** EXTRACT TO READ follows **
The application of the ≥ 3% desaturation or arousal definition of hypopnea captured an additional 175 OSA diagnoses (12.5%). This newly diagnosed OSA group (OSAnew) was symptomatic with daytime sleepiness similarly to those in whom OSA had been diagnosed based on ≥ 4% desaturation criteria (OSA4%). The OSAnew group was more obese and more likely to be male than those without OSA based on either criterion (No-OSA). However, the OSAnew group was younger, less obese, more likely female, and had a lesser smoking history compared to the OSA4% group. Those with any severity of OSA4% had an increased adjusted odds ratio for arrhythmias (odds ratio = 1.95 [95% confidence interval 1.37–2.78], P = .0155). The more inclusive hypopnea definition (ie, ≥ 3% desaturation or arousal) resulted in recategorization of OSA diagnosis and severity, and attenuated the increased odds ratio for arrhythmias observed in mild and moderate OSA4%. However, severe OSA based on ≥ 3% desaturation or arousals (OSA3%/ar) remained a significant risk factor for arrhythmias. OSA based on any definition was not associated with ischemic heart disease or heart failure.


The most current AASM criteria for hypopnea identify a unique group of patients who are sleepy, but who are not at increased risk for cardiovascular disease. Though the different hypopnea definitions result in recategorization of OSA severity, severe disease whether defined by ≥ 3% desaturation/arousals or ≥ 4% desaturation remains predictive of cardiac arrhythmias.


A commentary on this article appears in this issue on page 1971.


Won CH, Qin L, Selim B, Yaggi HK. Varying hypopnea definitions affect obstructive sleep apnea severity classification and association with cardiovascular disease. J Clin Sleep Med. 2018;14(12):1987–1994.


Current Knowledge/Study Rationale: This study was performed to assess the clinical effect of changing hypopnea definitions in the diagnosis of obstructive sleep apnea (OSA). It is the first to assess the clinical effect of varying hypopnea definitions in a sleep clinic population.

Study Impact: This study demonstrates how the different hypopnea criteria currently in use modify disease severity classification in patients with OSA, as well as capture a new population of patients with the disorder. It also demonstrates that altering hypopnea criteria can modify cardiovascular risk stratification in patients with OSA.
** End of EXTRACT TO READ **
ACTIVITY A >> In the sleep apnea excerpt, how many additional OSA diagnoses did the ≥ 3% desaturation or arousal definition of hypopnea capture?
ACTIVITY B >> Please copy the sleep apnea excerpt word for word, starting with "A commentary on" and going on through "Sleep Med. 2018;14(12):1987–1994.".
Rely only on the sleep apnea excerpt.
** MATERIAL SUPPLIED follows **
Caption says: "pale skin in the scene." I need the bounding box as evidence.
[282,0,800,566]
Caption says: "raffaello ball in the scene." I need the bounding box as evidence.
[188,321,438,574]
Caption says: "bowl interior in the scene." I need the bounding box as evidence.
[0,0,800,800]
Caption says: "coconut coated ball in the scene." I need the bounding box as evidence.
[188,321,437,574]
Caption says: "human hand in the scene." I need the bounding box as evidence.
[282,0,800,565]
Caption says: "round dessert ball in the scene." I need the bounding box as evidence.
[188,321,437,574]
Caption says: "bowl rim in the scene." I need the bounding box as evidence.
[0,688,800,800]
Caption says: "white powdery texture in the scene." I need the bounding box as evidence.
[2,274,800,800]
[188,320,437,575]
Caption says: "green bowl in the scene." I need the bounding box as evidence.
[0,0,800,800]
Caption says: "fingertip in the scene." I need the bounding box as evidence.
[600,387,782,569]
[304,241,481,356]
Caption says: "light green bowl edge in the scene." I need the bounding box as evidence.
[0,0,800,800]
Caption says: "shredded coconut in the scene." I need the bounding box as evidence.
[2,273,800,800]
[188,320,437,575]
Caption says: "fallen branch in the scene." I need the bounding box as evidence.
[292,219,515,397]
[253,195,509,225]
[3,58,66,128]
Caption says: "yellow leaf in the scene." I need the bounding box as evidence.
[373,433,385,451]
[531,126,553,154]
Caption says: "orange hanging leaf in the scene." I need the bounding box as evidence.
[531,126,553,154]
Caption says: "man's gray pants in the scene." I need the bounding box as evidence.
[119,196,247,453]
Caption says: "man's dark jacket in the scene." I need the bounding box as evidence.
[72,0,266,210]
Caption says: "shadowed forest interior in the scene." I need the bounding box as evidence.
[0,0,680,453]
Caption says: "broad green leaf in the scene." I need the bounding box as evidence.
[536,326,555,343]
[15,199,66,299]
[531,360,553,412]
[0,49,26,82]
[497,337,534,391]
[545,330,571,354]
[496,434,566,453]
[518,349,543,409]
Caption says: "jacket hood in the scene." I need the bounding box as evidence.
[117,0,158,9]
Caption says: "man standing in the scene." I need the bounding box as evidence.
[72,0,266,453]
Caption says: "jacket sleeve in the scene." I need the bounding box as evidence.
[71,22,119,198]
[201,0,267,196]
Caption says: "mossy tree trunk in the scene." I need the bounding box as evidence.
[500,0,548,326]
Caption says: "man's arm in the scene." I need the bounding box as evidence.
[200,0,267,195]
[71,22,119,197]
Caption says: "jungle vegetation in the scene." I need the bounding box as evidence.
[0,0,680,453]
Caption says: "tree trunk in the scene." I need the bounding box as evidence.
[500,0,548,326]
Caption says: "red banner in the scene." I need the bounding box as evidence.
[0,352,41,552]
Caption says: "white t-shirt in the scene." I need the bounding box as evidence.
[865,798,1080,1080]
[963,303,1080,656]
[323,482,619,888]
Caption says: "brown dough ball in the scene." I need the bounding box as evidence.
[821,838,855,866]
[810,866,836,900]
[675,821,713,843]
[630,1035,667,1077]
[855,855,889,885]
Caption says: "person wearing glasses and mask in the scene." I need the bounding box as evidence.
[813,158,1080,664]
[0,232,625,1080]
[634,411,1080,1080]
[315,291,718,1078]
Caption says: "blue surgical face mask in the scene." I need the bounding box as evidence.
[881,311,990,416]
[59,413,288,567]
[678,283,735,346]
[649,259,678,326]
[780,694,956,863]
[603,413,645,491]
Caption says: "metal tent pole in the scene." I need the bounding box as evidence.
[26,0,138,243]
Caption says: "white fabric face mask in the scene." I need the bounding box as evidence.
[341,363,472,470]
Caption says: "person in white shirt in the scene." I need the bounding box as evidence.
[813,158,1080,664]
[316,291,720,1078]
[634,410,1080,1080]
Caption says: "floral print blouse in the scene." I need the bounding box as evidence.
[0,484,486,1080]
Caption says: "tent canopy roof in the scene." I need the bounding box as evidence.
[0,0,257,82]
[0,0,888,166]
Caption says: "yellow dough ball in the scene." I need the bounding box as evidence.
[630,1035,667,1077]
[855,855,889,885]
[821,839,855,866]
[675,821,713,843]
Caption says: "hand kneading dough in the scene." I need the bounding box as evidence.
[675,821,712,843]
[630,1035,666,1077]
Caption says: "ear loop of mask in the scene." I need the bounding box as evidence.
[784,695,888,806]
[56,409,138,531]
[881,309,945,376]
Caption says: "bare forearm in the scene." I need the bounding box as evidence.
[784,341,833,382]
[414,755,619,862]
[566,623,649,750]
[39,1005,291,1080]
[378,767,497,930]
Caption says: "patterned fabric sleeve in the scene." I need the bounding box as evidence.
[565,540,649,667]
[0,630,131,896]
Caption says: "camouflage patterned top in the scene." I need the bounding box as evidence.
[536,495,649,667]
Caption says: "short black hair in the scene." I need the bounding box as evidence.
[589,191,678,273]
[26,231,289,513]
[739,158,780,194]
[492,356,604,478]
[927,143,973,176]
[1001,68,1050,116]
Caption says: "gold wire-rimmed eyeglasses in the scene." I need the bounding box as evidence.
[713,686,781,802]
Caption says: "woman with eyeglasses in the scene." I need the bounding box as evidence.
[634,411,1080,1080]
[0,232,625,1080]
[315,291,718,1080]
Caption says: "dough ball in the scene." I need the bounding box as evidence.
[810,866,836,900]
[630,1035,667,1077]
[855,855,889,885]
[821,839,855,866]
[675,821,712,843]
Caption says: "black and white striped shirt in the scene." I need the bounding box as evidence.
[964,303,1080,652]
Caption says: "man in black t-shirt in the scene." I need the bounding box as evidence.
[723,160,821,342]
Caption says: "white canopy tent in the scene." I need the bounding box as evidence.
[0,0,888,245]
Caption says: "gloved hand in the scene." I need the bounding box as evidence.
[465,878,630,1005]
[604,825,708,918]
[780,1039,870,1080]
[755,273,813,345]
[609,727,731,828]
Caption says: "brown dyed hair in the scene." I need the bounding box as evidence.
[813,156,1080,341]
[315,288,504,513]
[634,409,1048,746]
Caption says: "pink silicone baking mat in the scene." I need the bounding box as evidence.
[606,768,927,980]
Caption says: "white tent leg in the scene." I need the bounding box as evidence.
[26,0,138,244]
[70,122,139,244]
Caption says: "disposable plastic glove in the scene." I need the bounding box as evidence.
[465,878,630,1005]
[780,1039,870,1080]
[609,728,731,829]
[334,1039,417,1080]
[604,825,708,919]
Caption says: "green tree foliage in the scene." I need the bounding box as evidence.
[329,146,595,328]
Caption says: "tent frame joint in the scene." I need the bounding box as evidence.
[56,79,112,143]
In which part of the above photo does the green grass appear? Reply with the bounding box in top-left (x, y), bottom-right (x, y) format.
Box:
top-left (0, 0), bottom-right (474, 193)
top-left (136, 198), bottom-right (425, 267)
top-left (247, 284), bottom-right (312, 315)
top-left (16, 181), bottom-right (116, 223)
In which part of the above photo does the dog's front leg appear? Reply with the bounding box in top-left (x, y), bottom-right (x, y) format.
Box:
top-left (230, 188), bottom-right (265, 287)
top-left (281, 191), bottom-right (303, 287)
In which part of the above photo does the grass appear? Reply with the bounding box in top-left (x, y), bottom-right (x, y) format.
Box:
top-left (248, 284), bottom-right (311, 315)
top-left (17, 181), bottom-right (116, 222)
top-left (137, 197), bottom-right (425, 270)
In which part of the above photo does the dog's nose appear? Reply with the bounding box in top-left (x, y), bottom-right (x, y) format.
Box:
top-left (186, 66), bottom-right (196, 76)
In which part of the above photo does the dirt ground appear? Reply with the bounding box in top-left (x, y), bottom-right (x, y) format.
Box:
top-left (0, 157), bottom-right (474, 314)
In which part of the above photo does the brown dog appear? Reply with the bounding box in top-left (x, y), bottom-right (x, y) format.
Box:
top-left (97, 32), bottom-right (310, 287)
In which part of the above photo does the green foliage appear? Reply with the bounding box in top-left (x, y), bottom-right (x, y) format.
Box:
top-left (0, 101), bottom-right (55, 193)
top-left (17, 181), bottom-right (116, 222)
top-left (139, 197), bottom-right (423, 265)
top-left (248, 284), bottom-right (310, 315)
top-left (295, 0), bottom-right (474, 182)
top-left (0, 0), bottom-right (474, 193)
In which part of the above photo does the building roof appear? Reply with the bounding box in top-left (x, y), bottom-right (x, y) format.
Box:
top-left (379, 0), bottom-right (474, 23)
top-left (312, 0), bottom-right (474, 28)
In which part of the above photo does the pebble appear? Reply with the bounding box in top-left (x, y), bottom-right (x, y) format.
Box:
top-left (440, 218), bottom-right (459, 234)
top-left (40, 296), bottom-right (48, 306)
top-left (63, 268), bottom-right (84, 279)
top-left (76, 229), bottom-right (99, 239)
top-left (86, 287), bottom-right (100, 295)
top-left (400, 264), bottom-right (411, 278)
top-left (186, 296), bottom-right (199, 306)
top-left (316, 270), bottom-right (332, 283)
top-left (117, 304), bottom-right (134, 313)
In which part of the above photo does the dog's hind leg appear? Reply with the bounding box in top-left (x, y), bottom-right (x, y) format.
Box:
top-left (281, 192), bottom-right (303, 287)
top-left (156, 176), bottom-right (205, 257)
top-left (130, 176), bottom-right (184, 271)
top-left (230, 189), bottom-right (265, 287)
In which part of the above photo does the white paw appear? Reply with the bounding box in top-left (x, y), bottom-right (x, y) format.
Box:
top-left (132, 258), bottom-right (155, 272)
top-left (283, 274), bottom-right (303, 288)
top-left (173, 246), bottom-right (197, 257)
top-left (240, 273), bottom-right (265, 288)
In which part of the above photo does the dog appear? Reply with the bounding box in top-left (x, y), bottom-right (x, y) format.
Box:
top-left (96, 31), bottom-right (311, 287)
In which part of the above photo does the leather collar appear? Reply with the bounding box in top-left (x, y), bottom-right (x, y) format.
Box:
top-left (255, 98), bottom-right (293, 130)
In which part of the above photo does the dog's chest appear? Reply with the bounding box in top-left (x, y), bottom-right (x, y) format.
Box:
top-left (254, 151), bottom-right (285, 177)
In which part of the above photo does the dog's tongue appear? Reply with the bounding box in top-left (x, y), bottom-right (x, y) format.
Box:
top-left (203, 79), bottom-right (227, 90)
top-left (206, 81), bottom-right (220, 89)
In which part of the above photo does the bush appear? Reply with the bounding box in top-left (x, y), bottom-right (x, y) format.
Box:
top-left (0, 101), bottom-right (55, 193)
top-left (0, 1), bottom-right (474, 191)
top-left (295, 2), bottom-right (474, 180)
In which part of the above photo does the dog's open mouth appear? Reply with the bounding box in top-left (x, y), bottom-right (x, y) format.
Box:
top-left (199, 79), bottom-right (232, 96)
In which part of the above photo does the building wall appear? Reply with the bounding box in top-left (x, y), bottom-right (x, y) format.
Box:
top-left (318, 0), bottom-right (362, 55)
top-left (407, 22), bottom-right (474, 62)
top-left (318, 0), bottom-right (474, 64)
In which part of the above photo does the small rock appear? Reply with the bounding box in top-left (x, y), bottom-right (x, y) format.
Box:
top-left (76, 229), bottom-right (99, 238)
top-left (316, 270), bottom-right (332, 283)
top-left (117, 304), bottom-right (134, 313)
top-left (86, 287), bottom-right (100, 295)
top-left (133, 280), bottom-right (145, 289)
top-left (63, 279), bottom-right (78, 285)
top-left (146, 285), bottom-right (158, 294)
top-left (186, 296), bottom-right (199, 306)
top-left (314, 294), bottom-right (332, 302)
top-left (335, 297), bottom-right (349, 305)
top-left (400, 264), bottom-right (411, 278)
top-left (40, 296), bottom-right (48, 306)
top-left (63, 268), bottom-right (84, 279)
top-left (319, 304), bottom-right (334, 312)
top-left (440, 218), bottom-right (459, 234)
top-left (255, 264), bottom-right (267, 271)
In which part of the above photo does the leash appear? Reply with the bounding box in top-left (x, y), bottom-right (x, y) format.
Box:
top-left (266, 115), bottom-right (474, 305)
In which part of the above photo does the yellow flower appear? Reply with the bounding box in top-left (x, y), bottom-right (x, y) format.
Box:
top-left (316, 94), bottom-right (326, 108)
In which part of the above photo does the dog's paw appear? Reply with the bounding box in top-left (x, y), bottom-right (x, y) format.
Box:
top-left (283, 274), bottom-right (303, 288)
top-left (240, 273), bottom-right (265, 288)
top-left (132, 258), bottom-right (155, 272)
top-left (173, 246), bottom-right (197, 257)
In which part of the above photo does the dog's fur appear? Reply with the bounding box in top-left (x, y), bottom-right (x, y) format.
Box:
** End of MATERIAL SUPPLIED **
TASK SOLUTION A >> 175 additional OSA diagnoses (12.5%).

TASK SOLUTION B >>
A commentary on this article appears in this issue on page 1971.


Won CH, Qin L, Selim B, Yaggi HK. Varying hypopnea definitions affect obstructive sleep apnea severity classification and association with cardiovascular disease. J Clin Sleep Med. 2018;14(12):1987–1994.